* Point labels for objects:
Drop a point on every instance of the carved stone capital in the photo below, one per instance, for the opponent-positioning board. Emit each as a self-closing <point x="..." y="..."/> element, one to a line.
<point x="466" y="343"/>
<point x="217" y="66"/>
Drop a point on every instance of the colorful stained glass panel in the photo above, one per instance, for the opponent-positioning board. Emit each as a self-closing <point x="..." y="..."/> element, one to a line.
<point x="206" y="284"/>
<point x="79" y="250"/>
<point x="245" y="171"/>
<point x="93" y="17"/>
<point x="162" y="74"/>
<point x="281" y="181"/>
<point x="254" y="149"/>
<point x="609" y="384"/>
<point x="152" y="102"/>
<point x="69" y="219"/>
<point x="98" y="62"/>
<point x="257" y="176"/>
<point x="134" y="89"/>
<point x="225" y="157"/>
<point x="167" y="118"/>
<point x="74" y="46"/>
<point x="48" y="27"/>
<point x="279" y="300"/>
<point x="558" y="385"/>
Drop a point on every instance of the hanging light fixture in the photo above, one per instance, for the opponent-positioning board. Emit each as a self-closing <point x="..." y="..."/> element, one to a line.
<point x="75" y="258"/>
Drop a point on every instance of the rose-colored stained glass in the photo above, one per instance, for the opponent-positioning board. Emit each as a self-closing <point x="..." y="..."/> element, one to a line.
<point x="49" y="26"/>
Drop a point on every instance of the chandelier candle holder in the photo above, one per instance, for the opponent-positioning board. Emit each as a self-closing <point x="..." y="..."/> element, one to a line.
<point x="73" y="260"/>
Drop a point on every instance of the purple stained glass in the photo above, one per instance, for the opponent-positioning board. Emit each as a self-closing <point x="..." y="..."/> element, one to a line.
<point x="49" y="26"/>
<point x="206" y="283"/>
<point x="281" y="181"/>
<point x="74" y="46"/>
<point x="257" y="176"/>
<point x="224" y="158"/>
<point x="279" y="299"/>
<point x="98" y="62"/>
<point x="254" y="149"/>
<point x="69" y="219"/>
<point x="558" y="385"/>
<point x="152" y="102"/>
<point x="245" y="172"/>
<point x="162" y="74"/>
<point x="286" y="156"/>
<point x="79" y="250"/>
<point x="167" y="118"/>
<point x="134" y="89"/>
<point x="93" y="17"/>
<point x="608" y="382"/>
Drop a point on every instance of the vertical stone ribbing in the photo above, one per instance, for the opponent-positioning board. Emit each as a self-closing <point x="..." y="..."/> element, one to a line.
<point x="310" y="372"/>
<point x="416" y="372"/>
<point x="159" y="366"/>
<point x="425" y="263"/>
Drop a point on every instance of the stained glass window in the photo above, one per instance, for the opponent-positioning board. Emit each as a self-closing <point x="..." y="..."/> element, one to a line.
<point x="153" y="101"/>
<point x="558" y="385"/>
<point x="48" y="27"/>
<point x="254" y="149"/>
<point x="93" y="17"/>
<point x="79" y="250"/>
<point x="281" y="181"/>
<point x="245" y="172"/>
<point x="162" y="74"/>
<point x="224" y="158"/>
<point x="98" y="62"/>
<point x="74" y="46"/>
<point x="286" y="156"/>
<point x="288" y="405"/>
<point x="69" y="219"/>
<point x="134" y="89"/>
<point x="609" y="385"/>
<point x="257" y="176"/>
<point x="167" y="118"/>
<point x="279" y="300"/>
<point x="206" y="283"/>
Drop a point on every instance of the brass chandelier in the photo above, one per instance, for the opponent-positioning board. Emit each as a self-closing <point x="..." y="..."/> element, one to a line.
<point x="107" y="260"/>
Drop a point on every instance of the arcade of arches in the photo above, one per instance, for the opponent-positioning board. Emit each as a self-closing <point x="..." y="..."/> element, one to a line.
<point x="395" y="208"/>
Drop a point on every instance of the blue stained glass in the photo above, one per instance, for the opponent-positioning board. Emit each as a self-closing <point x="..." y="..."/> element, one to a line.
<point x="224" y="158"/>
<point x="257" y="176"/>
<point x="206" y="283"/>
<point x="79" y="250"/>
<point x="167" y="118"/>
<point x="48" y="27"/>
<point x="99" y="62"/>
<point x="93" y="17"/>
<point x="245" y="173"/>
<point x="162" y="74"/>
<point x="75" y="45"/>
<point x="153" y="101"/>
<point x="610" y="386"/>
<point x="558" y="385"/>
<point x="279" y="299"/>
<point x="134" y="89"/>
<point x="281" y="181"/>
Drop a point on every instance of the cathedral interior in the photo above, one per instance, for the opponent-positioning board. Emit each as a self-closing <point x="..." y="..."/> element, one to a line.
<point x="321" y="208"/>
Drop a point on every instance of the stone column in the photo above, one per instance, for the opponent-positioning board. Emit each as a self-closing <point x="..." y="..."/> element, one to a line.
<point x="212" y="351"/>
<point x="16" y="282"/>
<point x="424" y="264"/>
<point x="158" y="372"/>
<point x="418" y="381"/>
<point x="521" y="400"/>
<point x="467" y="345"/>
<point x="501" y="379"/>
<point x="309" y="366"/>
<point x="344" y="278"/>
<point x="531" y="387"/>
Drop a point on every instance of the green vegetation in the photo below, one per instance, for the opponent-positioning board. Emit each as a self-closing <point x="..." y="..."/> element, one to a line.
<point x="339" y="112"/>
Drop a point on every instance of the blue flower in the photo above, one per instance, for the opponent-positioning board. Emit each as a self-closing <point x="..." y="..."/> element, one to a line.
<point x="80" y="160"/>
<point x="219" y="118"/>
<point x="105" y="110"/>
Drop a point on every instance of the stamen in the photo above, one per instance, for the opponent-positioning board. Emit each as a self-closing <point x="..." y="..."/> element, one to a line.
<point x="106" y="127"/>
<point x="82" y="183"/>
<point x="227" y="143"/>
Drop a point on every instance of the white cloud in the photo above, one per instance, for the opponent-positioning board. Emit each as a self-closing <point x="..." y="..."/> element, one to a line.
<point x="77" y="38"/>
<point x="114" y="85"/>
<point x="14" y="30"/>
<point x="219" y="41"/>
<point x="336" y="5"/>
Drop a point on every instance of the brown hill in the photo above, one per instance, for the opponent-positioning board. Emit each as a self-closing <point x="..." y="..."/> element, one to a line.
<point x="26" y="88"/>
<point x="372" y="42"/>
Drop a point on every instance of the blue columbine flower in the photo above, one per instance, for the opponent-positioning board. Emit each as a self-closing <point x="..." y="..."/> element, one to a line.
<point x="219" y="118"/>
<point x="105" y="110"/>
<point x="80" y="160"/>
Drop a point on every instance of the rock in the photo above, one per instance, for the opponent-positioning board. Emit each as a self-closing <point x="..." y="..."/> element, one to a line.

* GIVEN TASK: Present every one of the lines above as a numbered list, omitting any blank lines.

* WORKED SOLUTION:
1. Drop a point on every instance of the carved stone capital in the photo below, one per instance, for the opponent-positioning board. Emit each as a self-closing <point x="..." y="..."/> element, one to a line.
2. <point x="466" y="343"/>
3. <point x="217" y="66"/>
4. Drop a point on every instance of the colorful stained glass panel in the photo above, one per instance, for the opponent-positioning board. Emit each as a self-closing <point x="..." y="..."/> element, one to a line.
5. <point x="206" y="284"/>
6. <point x="79" y="250"/>
7. <point x="245" y="171"/>
8. <point x="93" y="17"/>
9. <point x="162" y="74"/>
10. <point x="281" y="181"/>
11. <point x="254" y="149"/>
12. <point x="609" y="384"/>
13. <point x="152" y="102"/>
14. <point x="69" y="219"/>
15. <point x="98" y="62"/>
16. <point x="257" y="176"/>
17. <point x="134" y="89"/>
18. <point x="225" y="157"/>
19. <point x="167" y="118"/>
20. <point x="74" y="46"/>
21. <point x="48" y="27"/>
22. <point x="279" y="300"/>
23. <point x="558" y="385"/>
24. Drop a point on every instance of the hanging light fixture in the photo above, one per instance, for the opponent-positioning board. Emit each as a self-closing <point x="..." y="..."/> element, one to a line.
25. <point x="75" y="258"/>
26. Drop a point on every instance of the rose-colored stained glass in the photo above, one per instance, for the opponent-positioning board. Emit each as a self-closing <point x="..." y="..."/> element, one to a line.
27. <point x="49" y="26"/>
28. Drop a point on every instance of the chandelier candle holder in the photo above, one per instance, for the opponent-positioning board. Emit each as a self-closing <point x="..." y="..."/> element, one to a line.
29. <point x="73" y="260"/>
30. Drop a point on every instance of the purple stained glass in the photo above, one per instance, for the opponent-positioning board. Emit each as a self-closing <point x="..." y="..."/> element, one to a line.
31. <point x="49" y="26"/>
32. <point x="206" y="283"/>
33. <point x="281" y="181"/>
34. <point x="74" y="46"/>
35. <point x="257" y="176"/>
36. <point x="224" y="158"/>
37. <point x="279" y="299"/>
38. <point x="98" y="62"/>
39. <point x="254" y="149"/>
40. <point x="69" y="219"/>
41. <point x="558" y="385"/>
42. <point x="152" y="102"/>
43. <point x="245" y="172"/>
44. <point x="162" y="74"/>
45. <point x="286" y="156"/>
46. <point x="79" y="250"/>
47. <point x="167" y="118"/>
48. <point x="134" y="89"/>
49. <point x="93" y="17"/>
50. <point x="608" y="382"/>
51. Drop a point on every instance of the vertical stone ribbing in the photo above, one per instance, for the opponent-positioning board. Emit each as a self-closing <point x="..." y="..."/> element, one to a line.
52. <point x="310" y="372"/>
53. <point x="416" y="372"/>
54. <point x="159" y="366"/>
55. <point x="425" y="263"/>
56. Drop a point on every instance of the stained glass window in the photo above, one per instance, for the opponent-positioning board. Emit each as a self-closing <point x="..." y="..."/> element, one to a line.
57. <point x="153" y="101"/>
58. <point x="558" y="385"/>
59. <point x="48" y="27"/>
60. <point x="254" y="149"/>
61. <point x="93" y="17"/>
62. <point x="79" y="250"/>
63. <point x="281" y="181"/>
64. <point x="245" y="172"/>
65. <point x="162" y="74"/>
66. <point x="224" y="158"/>
67. <point x="98" y="62"/>
68. <point x="74" y="46"/>
69. <point x="286" y="156"/>
70. <point x="288" y="405"/>
71. <point x="69" y="219"/>
72. <point x="134" y="89"/>
73. <point x="609" y="385"/>
74. <point x="257" y="176"/>
75. <point x="167" y="118"/>
76. <point x="279" y="300"/>
77. <point x="206" y="283"/>
78. Drop a point on every instance of the brass chandelier in the photo above, one per instance, for the opponent-positioning board. Emit each as a self-closing <point x="..." y="..."/> element, one to a line.
79. <point x="107" y="260"/>
80. Drop a point on every instance of the arcade of arches in the photo above, one per instance, for the opponent-positioning board. Emit each as a self-closing <point x="..." y="..."/> element, one to a line.
81. <point x="395" y="208"/>
82. Drop a point on every instance of the blue stained glass in the photo above, one per instance, for the opponent-positioning board. Emit each as a self-closing <point x="..." y="..."/> element, one to a line.
83. <point x="224" y="158"/>
84. <point x="257" y="176"/>
85. <point x="206" y="283"/>
86. <point x="79" y="250"/>
87. <point x="167" y="118"/>
88. <point x="48" y="27"/>
89. <point x="99" y="62"/>
90. <point x="93" y="17"/>
91. <point x="245" y="173"/>
92. <point x="162" y="74"/>
93. <point x="75" y="45"/>
94. <point x="153" y="101"/>
95. <point x="610" y="386"/>
96. <point x="558" y="385"/>
97. <point x="279" y="299"/>
98. <point x="134" y="89"/>
99. <point x="281" y="181"/>
100. Drop a point on every instance of the cathedral interior in the photo above, one per instance, for the opponent-positioning board. Emit each as a self-closing <point x="..." y="..."/> element, one to a line.
101. <point x="321" y="208"/>
102. Drop a point on every instance of the stone column in the photo above, one per instance, for the opponent-positioning board. Emit each as a self-closing <point x="..." y="..."/> element, one to a line.
103. <point x="212" y="351"/>
104. <point x="16" y="282"/>
105. <point x="424" y="264"/>
106. <point x="158" y="372"/>
107. <point x="418" y="381"/>
108. <point x="521" y="400"/>
109. <point x="467" y="345"/>
110. <point x="501" y="379"/>
111. <point x="309" y="366"/>
112. <point x="344" y="278"/>
113. <point x="531" y="387"/>
114. Drop a point on every instance of the green vegetation in the photo below, one per instance, for the opponent-positioning board. Emit each as a self-closing <point x="..." y="..."/> element, one to a line.
115. <point x="339" y="112"/>
116. Drop a point on every instance of the blue flower in the photo above, one per instance, for the opponent-positioning board. Emit each as a self-closing <point x="..." y="..."/> element, one to a line.
117. <point x="80" y="160"/>
118. <point x="219" y="118"/>
119. <point x="105" y="110"/>
120. Drop a point on every instance of the stamen in the photo above, one per instance, for the opponent-positioning board. Emit each as a self-closing <point x="..." y="..."/> element, one to a line.
121. <point x="106" y="127"/>
122. <point x="82" y="183"/>
123. <point x="227" y="143"/>
124. Drop a point on every instance of the white cloud in the photo above, one per instance, for the opponent-positioning board. Emit each as a self-closing <point x="..." y="..."/> element, one to a line.
125. <point x="77" y="38"/>
126. <point x="114" y="85"/>
127. <point x="14" y="30"/>
128. <point x="219" y="41"/>
129. <point x="336" y="5"/>
130. Drop a point on every instance of the brown hill in the photo above, one per instance, for the opponent-positioning board. Emit each as a self-closing <point x="..." y="..."/> element, one to a line.
131. <point x="26" y="88"/>
132. <point x="372" y="42"/>
133. Drop a point on every instance of the blue columbine flower in the photo above, one per instance, for the opponent-positioning board. Emit each as a self-closing <point x="..." y="..."/> element, one to a line.
134. <point x="219" y="118"/>
135. <point x="105" y="110"/>
136. <point x="80" y="160"/>
137. Drop a point on every instance of the rock in the photo above, one per instance, for the opponent-positioning board. Emit each as a self-closing <point x="..." y="..."/> element, one to a line.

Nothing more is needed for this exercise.